### [Challenge]
List every line in the entries below that contains the string "ceiling", matching its case exactly.

### [Task input]
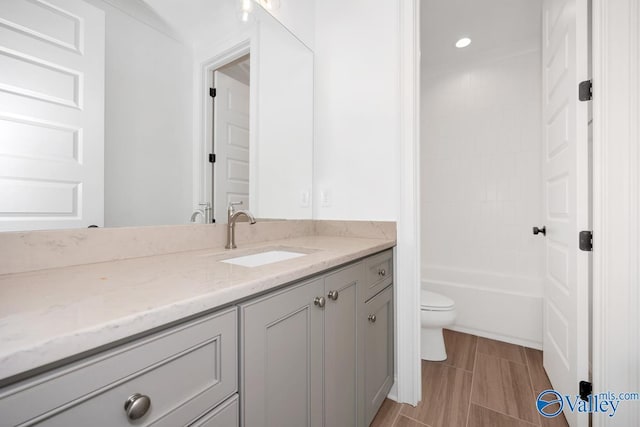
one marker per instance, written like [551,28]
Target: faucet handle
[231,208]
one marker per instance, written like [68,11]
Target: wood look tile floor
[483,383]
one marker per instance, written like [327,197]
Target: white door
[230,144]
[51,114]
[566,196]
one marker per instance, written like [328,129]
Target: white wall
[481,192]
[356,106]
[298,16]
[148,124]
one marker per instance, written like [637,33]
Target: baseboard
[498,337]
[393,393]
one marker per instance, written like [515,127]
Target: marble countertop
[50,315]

--

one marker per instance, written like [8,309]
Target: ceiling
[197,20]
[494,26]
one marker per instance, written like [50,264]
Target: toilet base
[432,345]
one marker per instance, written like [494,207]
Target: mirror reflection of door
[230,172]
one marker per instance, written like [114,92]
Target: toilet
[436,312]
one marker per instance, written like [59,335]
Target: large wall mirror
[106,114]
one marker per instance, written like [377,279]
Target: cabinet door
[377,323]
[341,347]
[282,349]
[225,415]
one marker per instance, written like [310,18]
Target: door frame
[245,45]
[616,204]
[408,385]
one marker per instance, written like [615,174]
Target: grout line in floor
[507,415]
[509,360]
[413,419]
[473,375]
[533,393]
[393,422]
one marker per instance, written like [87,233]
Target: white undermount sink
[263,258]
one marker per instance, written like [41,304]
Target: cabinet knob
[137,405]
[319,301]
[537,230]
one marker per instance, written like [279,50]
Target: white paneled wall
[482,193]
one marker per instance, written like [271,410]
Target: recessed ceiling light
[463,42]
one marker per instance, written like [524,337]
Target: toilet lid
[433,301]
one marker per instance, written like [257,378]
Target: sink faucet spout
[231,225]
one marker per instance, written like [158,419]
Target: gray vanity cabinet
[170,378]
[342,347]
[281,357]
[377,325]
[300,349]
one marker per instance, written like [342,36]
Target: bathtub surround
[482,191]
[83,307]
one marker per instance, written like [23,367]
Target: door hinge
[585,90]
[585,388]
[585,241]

### [Result for this exercise]
Target: ceiling
Target: recessed ceiling light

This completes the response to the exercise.